Excerpted data:
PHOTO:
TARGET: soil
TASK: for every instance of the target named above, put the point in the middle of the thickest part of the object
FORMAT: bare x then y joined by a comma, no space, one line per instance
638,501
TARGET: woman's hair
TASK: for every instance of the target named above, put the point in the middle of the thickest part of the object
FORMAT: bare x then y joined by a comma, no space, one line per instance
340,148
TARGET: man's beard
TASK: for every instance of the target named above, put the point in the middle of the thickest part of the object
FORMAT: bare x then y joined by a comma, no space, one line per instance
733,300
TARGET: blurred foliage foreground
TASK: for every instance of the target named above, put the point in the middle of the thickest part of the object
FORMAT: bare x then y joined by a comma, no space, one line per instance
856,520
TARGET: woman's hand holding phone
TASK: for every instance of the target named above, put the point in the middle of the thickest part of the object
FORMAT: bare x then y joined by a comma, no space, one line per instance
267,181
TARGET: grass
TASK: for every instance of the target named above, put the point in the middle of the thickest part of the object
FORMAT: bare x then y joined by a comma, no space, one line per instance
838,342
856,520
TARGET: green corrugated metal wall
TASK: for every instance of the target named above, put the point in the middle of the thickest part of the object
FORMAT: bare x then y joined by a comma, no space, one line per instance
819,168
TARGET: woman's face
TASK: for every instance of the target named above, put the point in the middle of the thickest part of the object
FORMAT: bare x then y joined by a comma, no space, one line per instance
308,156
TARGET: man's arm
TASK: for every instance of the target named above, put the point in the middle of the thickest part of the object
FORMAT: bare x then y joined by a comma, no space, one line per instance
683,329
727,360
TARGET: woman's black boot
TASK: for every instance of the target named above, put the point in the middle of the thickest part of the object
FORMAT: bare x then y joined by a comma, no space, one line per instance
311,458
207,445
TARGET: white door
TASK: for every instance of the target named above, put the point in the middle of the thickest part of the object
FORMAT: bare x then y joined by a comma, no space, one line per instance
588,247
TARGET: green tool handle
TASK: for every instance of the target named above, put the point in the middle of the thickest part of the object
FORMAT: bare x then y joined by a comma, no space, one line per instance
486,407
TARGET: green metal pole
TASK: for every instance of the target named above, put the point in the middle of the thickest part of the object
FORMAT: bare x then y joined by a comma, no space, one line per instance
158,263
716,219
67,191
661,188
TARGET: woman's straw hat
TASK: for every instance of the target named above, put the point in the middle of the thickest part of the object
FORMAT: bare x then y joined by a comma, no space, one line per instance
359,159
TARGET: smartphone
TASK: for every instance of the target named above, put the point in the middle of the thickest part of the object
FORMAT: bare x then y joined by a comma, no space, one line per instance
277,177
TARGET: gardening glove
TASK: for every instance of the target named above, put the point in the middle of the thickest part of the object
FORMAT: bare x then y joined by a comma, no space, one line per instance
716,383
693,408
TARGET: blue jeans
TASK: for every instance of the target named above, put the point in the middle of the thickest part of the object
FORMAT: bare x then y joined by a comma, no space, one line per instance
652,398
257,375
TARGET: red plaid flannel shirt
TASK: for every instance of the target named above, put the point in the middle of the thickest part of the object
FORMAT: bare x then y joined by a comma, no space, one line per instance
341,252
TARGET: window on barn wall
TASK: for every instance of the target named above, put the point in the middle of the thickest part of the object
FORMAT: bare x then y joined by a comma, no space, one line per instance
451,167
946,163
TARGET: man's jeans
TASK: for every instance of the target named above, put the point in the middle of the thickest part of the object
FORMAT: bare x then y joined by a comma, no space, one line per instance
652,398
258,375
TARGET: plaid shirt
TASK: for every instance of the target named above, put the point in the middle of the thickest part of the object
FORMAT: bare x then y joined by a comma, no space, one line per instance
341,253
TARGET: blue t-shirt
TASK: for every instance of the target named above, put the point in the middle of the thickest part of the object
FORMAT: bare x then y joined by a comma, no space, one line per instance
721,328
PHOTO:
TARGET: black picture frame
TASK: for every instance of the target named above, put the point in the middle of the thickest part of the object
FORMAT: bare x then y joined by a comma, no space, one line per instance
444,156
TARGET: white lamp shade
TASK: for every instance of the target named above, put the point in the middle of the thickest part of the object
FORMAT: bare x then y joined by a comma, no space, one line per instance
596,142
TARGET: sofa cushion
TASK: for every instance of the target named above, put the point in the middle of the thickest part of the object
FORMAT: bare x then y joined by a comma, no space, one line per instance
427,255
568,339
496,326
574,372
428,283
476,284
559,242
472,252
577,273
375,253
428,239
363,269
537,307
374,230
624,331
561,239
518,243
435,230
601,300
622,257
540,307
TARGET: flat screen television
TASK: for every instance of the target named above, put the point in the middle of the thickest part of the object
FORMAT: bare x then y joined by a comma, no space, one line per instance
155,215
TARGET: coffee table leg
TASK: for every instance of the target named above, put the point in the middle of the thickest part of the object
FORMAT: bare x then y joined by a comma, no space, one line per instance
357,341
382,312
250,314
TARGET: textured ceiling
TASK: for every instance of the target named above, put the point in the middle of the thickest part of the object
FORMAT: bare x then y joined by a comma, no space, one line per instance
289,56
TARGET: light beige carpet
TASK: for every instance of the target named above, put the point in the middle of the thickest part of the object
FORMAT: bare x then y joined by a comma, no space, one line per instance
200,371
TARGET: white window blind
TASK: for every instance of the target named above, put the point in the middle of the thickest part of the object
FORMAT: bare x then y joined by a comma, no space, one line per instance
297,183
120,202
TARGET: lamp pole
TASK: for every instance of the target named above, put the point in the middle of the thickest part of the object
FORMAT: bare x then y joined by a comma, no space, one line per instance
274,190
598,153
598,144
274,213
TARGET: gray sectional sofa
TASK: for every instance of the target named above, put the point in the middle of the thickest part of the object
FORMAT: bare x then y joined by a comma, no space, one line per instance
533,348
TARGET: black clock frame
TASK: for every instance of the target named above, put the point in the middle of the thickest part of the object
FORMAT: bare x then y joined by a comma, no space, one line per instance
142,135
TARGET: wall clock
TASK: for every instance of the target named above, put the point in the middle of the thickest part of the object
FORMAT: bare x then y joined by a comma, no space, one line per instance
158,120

Directions: Each line above must be printed exactly as it appears.

Expected answer:
PHOTO:
TARGET: soil
TASK: for every instance of the target named above, put the point in the middle of the thickest part of the object
FORMAT: bare x then y joined by a comma, no space, one line per instance
638,501
TARGET: woman's hair
TASK: for every instance of the target named above, put the point in the middle of the thickest part of the object
FORMAT: bare x then y joined by a comma, no space, one line per instance
340,148
TARGET: man's beard
TASK: for every instance of the target named above, put the point in the middle of the thickest part of the object
FORMAT: bare x then y joined by a comma, no space, one line per instance
733,300
TARGET: blurred foliage foreground
TASK: for every instance of the target named above, put the point in the middle of the thickest part of the object
FORMAT: bare x then y joined by a comma, no space, one line per instance
856,520
TARGET: woman's hand holding phone
TASK: for every instance of the target named above, put the point in the middle of the thickest part of the object
FORMAT: bare x then y joined by a comma, no space, one line per instance
267,181
TARGET: grass
TASK: for every instance of the target named above, put the point in the middle of the thickest part of the object
FORMAT: bare x then y joined by a comma, no space, one line per instance
838,342
856,520
TARGET: green corrugated metal wall
TASK: for every instance of the target named above, put the point in the middle of the thickest part of the object
FORMAT: bare x then y joined by a comma, no space, one line per instance
819,168
TARGET: woman's face
TASK: for every instance of the target named above, put the point in the middle of the thickest part of the object
FORMAT: bare x then y joined by a comma, no space, one line per instance
308,156
TARGET: man's arm
TASK: for every instance of the target named above, put the point in the middle of the thickest part of the object
FORMAT: bare x then y joined by a comma, no space, one line per instance
683,329
727,360
TARGET: woman's black boot
TASK: for every instance of the target named above, put the point in the middle of the thickest part of the object
FORMAT: bare x then y joined by a comma, no space, one line per instance
311,458
207,445
TARGET: white door
TASK: for every instance of the target named above, put the point in the middle of the thickest part of the object
FORMAT: bare x then y joined by a comma, no space, one line per instance
588,247
TARGET: green tool handle
TASK: for every instance of the target named above, put the point in the middle of the thickest part of the object
FORMAT: bare x then y joined by a comma, no space, one line per instance
486,407
TARGET: green metal pole
TASK: for every instance of the target named above, put the point in the middle of the thickest part of the object
FORMAT: bare x then y joined by a comma, no space, one line per instance
158,263
716,219
67,191
661,188
TARGET: woman's straw hat
TASK: for every instance of the target named above, put the point in the middle of the thickest part of the object
FORMAT: bare x then y joined by a comma, no space, one line per instance
359,159
TARGET: smartphone
TASK: for every instance of the target named above, put the point in the middle of the thickest part of the object
FORMAT: bare x then y joined by a comma, no space, one line per instance
277,177
TARGET: gardening glove
TASK: for every instance of the target named above, put the point in the middle of the thickest part of the object
FORMAT: bare x then y joined by a comma, no space, one line per instance
716,383
693,408
TARGET: blue jeans
TASK: for every instance of the target named above, put the point in the middle of the thickest part of the object
FORMAT: bare x then y joined by a comma, no space, one line per instance
652,398
257,375
TARGET: red plaid flannel shirt
TASK: for every instance of the target named above, put the point in the middle of the thickest part of the object
FORMAT: bare x then y joined by a comma, no space, one line per instance
341,252
TARGET: window on barn wall
TASK: for every instance of the target named above, put the point in the middle of the thickest part of the object
FORMAT: bare x then y joined by a comma, no space, one line per instance
451,167
946,163
TARGET: man's jeans
TASK: for every instance of the target named above, put the point in the middle of the thickest part of the object
FORMAT: bare x then y joined by a comma, no space, one line per instance
652,398
258,375
TARGET: plaid shirt
TASK: for every instance of the target named above, put the point in the middle of the thickest part of the object
FORMAT: bare x then y joined by a comma, no space, one line per instance
341,253
TARGET: blue t-shirt
TASK: for every instance of the target named above, put the point in the middle of the thickest part of the object
FORMAT: bare x then y joined by a comma, no space, one line per instance
721,328
PHOTO:
TARGET: black picture frame
TASK: for every instance of the target named above, put the point in the middle of the thickest part of the object
FORMAT: bare x then y joined by a comma, no space, one line per instance
444,156
TARGET: white lamp shade
TASK: for every instance of the target named above, put the point in the middle of the thickest part of the object
FORMAT: bare x then y joined by a comma, no space, one line per instance
596,142
TARGET: sofa cushion
TASK: for every instance of the target named above, put the point in the middle of the thickest part of the object
FORMAT: bare x then y joined by a comma, no space, one line per instance
427,255
568,339
496,326
574,372
428,283
476,284
559,242
472,252
577,273
375,253
428,239
363,269
537,307
374,230
624,331
561,239
518,243
435,230
601,300
622,257
540,307
TARGET: flat screen television
TASK: for every instance of the target named above, put the point in the middle of the thickest part of the object
FORMAT: bare x then y joined by a comma, no space, one line per instance
155,215
TARGET: coffee table leg
TASK: for every instance of the target named above, put the point in the middle of the thickest part of the object
FORMAT: bare x then y joined by a comma, no space, one line per instance
357,341
382,312
250,314
TARGET: textured ceiling
TASK: for every instance of the target named above, put the point in the middle of the thickest part of the object
FORMAT: bare x then y joined by a comma, no space, one line per instance
289,56
TARGET: light beige carpet
TASK: for every instance of the target named above, put the point in the middle of the thickest part of the object
FORMAT: bare x then y joined by a comma, no space, one line per instance
200,371
TARGET: white window blind
TASK: for every instance of the target named above, put the point in the middle of the thickest part of the object
FORMAT: bare x then y joined by a comma, no space, one line per instance
297,183
120,202
TARGET: lamp pole
TASK: for every instance of the target named above, put the point in the middle of the thickest part of the object
FORMAT: bare x then y joined by a comma, no space, one line per instance
274,190
598,153
598,144
274,213
TARGET: gray sectional sofa
TASK: for every instance of the target named above, put the point in the middle of the thickest part of the object
FORMAT: bare x then y joined by a comma, no space, one line per instance
533,348
TARGET: black clock frame
TASK: for every instance of the target named above, put the point in the middle of the thickest part of the object
FORMAT: bare x then y joined by a comma, no space, one line per instance
142,135
TARGET: wall clock
TASK: for every instance of the target named above, put the point in the middle of the thickest part of the object
FORMAT: bare x then y joined by a comma, no space, one line per instance
158,120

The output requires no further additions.